Hunt through the lines below for the string "cloud" and copy each one that has it.

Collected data
______

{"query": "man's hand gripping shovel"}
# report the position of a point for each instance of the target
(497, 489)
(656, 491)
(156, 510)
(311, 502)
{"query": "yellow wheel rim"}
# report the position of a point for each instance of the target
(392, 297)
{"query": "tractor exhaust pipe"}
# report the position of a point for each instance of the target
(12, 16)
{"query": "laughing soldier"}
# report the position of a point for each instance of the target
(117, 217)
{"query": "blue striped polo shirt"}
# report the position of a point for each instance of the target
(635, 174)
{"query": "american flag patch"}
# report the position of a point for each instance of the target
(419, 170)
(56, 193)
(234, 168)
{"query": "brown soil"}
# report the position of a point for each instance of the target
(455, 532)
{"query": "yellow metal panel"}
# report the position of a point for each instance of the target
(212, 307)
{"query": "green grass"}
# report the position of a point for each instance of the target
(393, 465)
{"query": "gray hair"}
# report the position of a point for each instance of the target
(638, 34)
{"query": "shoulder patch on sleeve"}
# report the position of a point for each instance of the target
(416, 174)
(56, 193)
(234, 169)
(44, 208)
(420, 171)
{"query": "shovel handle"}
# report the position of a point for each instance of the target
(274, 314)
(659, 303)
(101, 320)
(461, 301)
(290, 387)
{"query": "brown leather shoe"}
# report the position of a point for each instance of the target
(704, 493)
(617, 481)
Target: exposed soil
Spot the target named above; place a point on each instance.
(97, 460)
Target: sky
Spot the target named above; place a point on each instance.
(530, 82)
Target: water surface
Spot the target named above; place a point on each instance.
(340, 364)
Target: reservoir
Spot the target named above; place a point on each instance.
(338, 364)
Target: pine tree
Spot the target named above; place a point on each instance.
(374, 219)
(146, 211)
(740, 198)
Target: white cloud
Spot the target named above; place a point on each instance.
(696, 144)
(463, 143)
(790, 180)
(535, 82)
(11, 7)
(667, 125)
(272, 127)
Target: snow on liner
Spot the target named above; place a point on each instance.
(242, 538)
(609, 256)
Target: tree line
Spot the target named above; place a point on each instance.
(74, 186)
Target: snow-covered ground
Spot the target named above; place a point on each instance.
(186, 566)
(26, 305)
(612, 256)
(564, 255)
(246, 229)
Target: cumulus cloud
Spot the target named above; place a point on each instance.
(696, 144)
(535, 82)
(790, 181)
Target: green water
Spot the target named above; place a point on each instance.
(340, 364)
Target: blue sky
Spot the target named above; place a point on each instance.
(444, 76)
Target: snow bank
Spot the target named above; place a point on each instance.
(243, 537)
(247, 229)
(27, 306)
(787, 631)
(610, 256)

______

§ **Response to the exercise**:
Target: white cloud
Target: cumulus cloud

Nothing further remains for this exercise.